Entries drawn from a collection
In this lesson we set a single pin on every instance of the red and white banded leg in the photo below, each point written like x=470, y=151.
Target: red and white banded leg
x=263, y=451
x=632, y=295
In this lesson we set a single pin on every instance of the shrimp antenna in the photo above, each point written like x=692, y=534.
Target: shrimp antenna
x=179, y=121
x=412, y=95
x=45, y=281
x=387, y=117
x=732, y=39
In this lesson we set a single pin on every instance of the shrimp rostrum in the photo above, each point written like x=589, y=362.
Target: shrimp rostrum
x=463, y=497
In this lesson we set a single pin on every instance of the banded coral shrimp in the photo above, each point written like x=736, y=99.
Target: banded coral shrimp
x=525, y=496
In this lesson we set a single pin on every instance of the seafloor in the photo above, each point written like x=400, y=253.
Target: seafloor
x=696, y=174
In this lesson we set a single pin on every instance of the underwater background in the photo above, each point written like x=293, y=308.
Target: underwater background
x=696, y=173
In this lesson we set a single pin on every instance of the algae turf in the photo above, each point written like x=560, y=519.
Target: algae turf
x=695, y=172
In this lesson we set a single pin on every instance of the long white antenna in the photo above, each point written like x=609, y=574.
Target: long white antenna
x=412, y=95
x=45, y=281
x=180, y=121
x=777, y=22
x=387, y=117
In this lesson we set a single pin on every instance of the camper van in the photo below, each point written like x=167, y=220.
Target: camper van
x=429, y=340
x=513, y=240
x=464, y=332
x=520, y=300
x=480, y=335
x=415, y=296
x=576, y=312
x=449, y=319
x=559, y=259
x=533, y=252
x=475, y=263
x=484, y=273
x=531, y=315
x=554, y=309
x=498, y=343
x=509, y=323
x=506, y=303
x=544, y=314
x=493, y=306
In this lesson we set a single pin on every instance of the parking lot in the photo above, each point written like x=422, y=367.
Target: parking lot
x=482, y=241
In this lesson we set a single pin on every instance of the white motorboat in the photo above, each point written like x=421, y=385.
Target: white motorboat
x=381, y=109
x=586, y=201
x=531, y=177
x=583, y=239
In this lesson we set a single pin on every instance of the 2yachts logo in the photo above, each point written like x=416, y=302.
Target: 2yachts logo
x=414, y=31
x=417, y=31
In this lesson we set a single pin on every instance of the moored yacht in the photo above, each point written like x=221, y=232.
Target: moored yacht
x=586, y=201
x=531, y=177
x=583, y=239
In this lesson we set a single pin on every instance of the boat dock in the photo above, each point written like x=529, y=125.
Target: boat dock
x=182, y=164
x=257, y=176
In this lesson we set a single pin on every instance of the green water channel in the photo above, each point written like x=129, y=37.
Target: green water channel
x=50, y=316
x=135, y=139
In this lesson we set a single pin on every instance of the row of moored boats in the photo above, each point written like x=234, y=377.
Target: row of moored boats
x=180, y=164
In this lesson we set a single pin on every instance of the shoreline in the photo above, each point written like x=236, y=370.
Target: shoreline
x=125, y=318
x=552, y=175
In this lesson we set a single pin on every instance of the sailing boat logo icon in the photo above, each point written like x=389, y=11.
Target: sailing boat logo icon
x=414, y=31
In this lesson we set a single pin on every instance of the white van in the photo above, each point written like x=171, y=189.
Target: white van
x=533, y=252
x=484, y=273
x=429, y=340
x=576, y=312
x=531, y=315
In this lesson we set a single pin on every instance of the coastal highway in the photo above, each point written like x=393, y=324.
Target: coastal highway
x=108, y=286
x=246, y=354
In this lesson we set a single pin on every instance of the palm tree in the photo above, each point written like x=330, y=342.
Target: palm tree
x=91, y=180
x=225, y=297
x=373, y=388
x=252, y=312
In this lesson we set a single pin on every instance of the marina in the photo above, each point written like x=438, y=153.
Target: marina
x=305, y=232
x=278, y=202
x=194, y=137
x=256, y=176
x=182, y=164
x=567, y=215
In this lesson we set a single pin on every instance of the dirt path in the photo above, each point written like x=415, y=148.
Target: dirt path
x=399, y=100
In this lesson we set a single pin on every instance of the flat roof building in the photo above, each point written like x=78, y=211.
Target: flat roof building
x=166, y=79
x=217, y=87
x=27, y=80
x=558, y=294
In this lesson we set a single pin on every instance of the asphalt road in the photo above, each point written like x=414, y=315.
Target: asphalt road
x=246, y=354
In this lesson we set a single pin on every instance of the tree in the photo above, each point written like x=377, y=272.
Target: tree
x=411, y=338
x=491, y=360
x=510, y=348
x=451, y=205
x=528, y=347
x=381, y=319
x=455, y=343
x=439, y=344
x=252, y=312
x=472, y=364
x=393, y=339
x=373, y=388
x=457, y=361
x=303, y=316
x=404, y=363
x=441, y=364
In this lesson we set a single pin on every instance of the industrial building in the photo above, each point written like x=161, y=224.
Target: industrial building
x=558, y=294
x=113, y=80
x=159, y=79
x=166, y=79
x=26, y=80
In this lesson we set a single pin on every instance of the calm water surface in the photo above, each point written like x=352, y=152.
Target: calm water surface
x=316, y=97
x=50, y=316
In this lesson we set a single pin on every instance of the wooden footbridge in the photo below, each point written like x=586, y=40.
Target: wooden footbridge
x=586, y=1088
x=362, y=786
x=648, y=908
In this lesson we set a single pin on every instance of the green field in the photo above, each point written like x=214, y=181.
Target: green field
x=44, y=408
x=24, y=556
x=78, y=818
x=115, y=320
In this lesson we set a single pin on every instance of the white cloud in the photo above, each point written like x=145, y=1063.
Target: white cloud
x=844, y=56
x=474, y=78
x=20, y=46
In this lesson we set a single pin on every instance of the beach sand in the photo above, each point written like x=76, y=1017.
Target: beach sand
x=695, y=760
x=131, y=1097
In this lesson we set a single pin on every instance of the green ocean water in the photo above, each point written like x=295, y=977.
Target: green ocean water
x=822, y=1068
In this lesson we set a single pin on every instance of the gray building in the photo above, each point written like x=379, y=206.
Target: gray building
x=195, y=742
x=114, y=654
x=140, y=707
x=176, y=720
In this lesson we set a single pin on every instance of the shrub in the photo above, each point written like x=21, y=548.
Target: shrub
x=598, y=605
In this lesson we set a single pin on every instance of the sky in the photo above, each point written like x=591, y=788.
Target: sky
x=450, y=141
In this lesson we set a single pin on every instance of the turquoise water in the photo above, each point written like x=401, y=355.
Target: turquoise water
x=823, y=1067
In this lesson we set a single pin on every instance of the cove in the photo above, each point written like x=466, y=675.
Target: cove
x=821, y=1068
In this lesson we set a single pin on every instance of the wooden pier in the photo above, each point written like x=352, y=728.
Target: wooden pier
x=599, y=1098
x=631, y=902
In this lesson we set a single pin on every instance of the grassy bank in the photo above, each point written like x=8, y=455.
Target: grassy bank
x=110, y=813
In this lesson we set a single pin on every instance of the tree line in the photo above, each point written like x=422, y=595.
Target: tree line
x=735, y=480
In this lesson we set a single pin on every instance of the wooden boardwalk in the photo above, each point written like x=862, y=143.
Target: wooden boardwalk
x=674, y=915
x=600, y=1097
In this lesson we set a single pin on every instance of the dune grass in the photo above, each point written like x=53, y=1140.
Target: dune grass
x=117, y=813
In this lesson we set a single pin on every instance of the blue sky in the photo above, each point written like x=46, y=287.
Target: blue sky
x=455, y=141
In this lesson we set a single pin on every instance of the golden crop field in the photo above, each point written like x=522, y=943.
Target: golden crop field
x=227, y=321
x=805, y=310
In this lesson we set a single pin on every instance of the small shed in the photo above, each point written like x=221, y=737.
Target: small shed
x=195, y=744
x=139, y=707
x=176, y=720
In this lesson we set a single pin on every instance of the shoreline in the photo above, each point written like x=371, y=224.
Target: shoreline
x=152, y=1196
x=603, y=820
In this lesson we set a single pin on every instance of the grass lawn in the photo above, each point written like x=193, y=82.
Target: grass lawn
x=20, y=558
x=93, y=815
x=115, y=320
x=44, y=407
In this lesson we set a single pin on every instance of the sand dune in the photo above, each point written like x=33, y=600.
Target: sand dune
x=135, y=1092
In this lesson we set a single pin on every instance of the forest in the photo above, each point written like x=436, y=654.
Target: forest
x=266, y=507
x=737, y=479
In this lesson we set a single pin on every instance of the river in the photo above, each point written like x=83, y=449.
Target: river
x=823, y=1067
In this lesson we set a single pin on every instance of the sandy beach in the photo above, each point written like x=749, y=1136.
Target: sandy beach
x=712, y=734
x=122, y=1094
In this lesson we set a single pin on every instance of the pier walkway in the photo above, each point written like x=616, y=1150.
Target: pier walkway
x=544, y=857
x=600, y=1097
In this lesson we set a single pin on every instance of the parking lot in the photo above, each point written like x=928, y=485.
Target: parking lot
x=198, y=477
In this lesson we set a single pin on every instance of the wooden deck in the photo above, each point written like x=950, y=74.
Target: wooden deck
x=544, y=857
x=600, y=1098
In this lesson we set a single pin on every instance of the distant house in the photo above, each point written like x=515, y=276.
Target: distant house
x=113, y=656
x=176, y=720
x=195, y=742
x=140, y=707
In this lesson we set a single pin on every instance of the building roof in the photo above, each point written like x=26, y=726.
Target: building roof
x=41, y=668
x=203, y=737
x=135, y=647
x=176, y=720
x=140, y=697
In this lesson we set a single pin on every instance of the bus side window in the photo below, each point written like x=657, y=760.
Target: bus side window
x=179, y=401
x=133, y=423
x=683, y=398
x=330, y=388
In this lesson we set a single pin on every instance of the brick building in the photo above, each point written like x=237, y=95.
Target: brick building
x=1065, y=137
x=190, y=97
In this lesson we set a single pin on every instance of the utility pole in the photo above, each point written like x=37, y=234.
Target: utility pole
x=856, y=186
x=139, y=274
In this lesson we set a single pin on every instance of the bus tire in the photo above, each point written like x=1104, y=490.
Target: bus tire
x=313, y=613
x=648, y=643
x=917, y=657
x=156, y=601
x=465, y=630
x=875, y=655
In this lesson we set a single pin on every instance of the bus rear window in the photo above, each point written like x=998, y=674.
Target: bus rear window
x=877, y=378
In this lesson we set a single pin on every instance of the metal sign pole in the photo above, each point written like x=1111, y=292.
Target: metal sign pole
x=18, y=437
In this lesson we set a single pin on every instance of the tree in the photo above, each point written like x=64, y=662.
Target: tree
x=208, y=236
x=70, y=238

_Task to complete_. Rewrite the part of the listing that opens with the line containing "like x=436, y=654." and closes with the line containing "x=140, y=697", putting "boardwalk" wherever "wooden deck" appears and changing nothing else.

_Result for this task_.
In this lesson we set a single pin on every instance of the forest in the photo above, each point written like x=436, y=654.
Target: forest
x=266, y=507
x=737, y=479
In this lesson we set a single pin on every instance of the river in the photo above, each point written like x=83, y=449.
Target: river
x=823, y=1067
In this lesson we set a single pin on every instance of the sandy beach in the photo above, each point written like x=749, y=1136.
Target: sandy beach
x=712, y=734
x=122, y=1094
In this lesson we set a single pin on every instance of the pier walkway in the photo above, each point written like x=616, y=1150.
Target: pier walkway
x=544, y=857
x=600, y=1097
In this lesson we set a single pin on every instance of the parking lot in the photo above, each point written like x=928, y=485.
Target: parking lot
x=198, y=477
In this lesson we set a single pin on every instance of the boardwalk in the photo above, each point written like x=950, y=74.
Target: boardwalk
x=544, y=857
x=600, y=1098
In this lesson we set a single pin on every instance of the distant house in the photo above, each point written like x=515, y=276.
Target: distant house
x=113, y=656
x=176, y=720
x=195, y=742
x=140, y=707
In this lesson we set a single pin on every instance of the building roof in the photo above, each point written like x=26, y=726.
Target: building roof
x=41, y=668
x=203, y=737
x=135, y=647
x=176, y=720
x=140, y=697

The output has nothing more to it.